Text for analysis:
__________
Author · February 19, 2026

Building SaaS is a trend now. AI has made it easier than ever to build software.

But building is not the real challenge.

A long time ago — even when I was studying software engineering, and even after I finished almost 25 years ago — one question was always in my mind:

  • What kind of software should I build?
  • Where do I get the idea from?
  • What will people actually use?

Even a few years ago, I was still thinking about this.

To build a SaaS, you need an idea first. There are many steps involved in deciding whether an idea is worth developing. But I struggled even with the first step.

Now it has become natural for me to spot ideas and evaluate whether they are worth building.

I see the same struggle among many developers and founders. They want to build a SaaS. They want to have their own product — something real people use. They want fulfillment. And of course, they want income.

Recently, I spoke with an experienced developer who is building two SaaS products. While talking with him, I noticed several issues — things most successful founders would not do.


Mistake 1 — Choosing an Idea From Personal Belief

The idea came from his own perspective. He believed the tool would be useful. But he did not properly validate it.

Idea validation is essential.

You must confirm:

  • Do other people have this problem?
  • Are they actively looking for a solution?
  • Is there a sizable market?
  • Are people willing to pay?

Spending months on a product that no one will use is a loss of time, money, and opportunity cost.

When you build without validation, you are investing months of your life on hope. If there is no real demand, you lose time, focus, and momentum. That same time could have been used to build something people actually need.


Mistake 2 — Asking the Wrong People for Feedback

He asked other developers for feedback.

But developers were not his target users.
__________
Data segment:

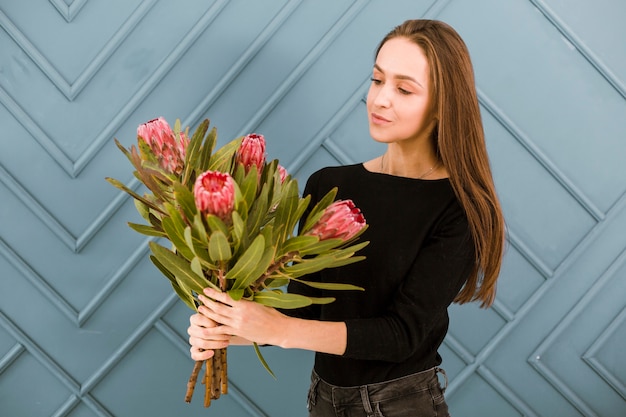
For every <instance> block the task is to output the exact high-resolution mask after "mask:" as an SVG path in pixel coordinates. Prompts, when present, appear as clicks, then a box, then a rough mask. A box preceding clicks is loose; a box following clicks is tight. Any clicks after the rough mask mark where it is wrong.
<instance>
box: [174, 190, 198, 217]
mask: <svg viewBox="0 0 626 417" xmlns="http://www.w3.org/2000/svg"><path fill="white" fill-rule="evenodd" d="M174 198H175V199H176V202H177V203H178V204H179V205H180V208H181V209H182V211H183V213H184V214H185V217H186V218H187V221H188V222H190V221H191V219H193V218H194V216H195V215H196V213H197V212H198V209H197V208H196V202H195V199H194V196H193V193H192V192H191V191H190V190H189V189H188V188H187V187H185V186H184V185H182V184H181V183H179V182H175V183H174Z"/></svg>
__________
What this task involves: Please set down, word for word, the part of the SaaS piece above that opens with the words containing "To build a SaaS, you" and closes with "they want income.".

Expected answer:
To build a SaaS, you need an idea first. There are many steps involved in deciding whether an idea is worth developing. But I struggled even with the first step.

Now it has become natural for me to spot ideas and evaluate whether they are worth building.

I see the same struggle among many developers and founders. They want to build a SaaS. They want to have their own product — something real people use. They want fulfillment. And of course, they want income.